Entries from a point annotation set

········

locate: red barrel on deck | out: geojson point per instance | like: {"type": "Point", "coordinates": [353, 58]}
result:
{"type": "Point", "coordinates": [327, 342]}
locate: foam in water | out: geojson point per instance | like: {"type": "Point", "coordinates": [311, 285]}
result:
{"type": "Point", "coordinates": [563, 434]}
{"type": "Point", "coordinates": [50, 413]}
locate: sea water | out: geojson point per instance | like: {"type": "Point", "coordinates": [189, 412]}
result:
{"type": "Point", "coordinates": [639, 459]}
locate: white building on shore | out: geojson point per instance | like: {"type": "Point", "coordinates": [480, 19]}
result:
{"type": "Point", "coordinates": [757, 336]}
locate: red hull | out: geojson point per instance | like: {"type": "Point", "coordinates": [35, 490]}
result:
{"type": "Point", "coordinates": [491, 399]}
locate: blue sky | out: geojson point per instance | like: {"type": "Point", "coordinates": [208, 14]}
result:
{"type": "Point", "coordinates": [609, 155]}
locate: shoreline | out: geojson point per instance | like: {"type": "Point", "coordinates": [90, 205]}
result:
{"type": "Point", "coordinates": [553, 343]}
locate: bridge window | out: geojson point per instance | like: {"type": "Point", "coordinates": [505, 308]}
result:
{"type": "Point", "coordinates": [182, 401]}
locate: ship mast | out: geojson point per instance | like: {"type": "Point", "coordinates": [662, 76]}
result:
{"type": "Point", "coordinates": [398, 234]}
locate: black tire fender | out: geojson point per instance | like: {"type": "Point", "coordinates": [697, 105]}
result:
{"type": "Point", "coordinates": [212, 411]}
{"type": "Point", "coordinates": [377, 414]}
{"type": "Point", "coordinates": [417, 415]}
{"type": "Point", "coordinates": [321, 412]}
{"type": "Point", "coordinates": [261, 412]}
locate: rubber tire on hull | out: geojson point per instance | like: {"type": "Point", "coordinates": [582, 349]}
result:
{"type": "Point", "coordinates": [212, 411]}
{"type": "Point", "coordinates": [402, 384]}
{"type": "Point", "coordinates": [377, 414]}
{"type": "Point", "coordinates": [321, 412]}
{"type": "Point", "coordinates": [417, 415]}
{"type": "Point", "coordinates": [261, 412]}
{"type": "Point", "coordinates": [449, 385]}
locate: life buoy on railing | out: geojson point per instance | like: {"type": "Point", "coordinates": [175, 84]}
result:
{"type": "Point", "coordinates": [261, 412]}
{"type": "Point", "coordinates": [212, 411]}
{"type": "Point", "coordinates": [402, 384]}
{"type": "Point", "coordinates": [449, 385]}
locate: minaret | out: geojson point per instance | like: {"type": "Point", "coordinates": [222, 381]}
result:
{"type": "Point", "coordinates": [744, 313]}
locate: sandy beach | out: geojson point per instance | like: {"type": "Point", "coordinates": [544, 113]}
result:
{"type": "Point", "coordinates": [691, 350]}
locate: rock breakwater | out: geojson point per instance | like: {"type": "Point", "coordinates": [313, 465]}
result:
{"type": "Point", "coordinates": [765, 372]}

········

Show the data once more, exactly as it was written.

locate: red barrel on deck | out: geojson point per instance | like: {"type": "Point", "coordinates": [353, 58]}
result:
{"type": "Point", "coordinates": [327, 342]}
locate: foam in water | out: geojson point per instance | like: {"type": "Point", "coordinates": [311, 285]}
result:
{"type": "Point", "coordinates": [563, 434]}
{"type": "Point", "coordinates": [50, 413]}
locate: sea water | out: geojson point per instance | like: {"type": "Point", "coordinates": [189, 412]}
result:
{"type": "Point", "coordinates": [639, 459]}
locate: white building on shore | out: geojson point per instance | like: {"type": "Point", "coordinates": [480, 19]}
result:
{"type": "Point", "coordinates": [757, 336]}
locate: red hull | out: geojson point per instance | like: {"type": "Point", "coordinates": [35, 490]}
result:
{"type": "Point", "coordinates": [491, 399]}
locate: blue sky | out: geojson point per instance | like: {"type": "Point", "coordinates": [208, 14]}
result:
{"type": "Point", "coordinates": [609, 155]}
locate: shoreline | out: geojson point per instance | like: {"type": "Point", "coordinates": [90, 205]}
result:
{"type": "Point", "coordinates": [553, 343]}
locate: bridge window | out: geojson point per instance | like: {"type": "Point", "coordinates": [505, 308]}
result:
{"type": "Point", "coordinates": [182, 401]}
locate: ship mast | out: geojson point per instance | like: {"type": "Point", "coordinates": [662, 76]}
result:
{"type": "Point", "coordinates": [398, 234]}
locate: black tire fender | out: geojson point per instance | like: {"type": "Point", "coordinates": [697, 105]}
result:
{"type": "Point", "coordinates": [212, 411]}
{"type": "Point", "coordinates": [377, 414]}
{"type": "Point", "coordinates": [417, 415]}
{"type": "Point", "coordinates": [321, 412]}
{"type": "Point", "coordinates": [261, 412]}
locate: rubber tire on hull | out: geojson point per instance | like: {"type": "Point", "coordinates": [582, 349]}
result:
{"type": "Point", "coordinates": [212, 411]}
{"type": "Point", "coordinates": [402, 384]}
{"type": "Point", "coordinates": [377, 414]}
{"type": "Point", "coordinates": [321, 412]}
{"type": "Point", "coordinates": [417, 415]}
{"type": "Point", "coordinates": [261, 412]}
{"type": "Point", "coordinates": [449, 385]}
locate: life buoy on railing | out: geojson point per instance | like: {"type": "Point", "coordinates": [175, 84]}
result:
{"type": "Point", "coordinates": [261, 412]}
{"type": "Point", "coordinates": [212, 411]}
{"type": "Point", "coordinates": [402, 384]}
{"type": "Point", "coordinates": [449, 385]}
locate: minaret | out: geojson point per instance | like: {"type": "Point", "coordinates": [222, 381]}
result:
{"type": "Point", "coordinates": [744, 313]}
locate: sandy beach | out: geojson point per instance | like: {"type": "Point", "coordinates": [544, 113]}
result:
{"type": "Point", "coordinates": [691, 350]}
locate: rock breakwater | out: geojson point per instance | like: {"type": "Point", "coordinates": [313, 465]}
result:
{"type": "Point", "coordinates": [765, 372]}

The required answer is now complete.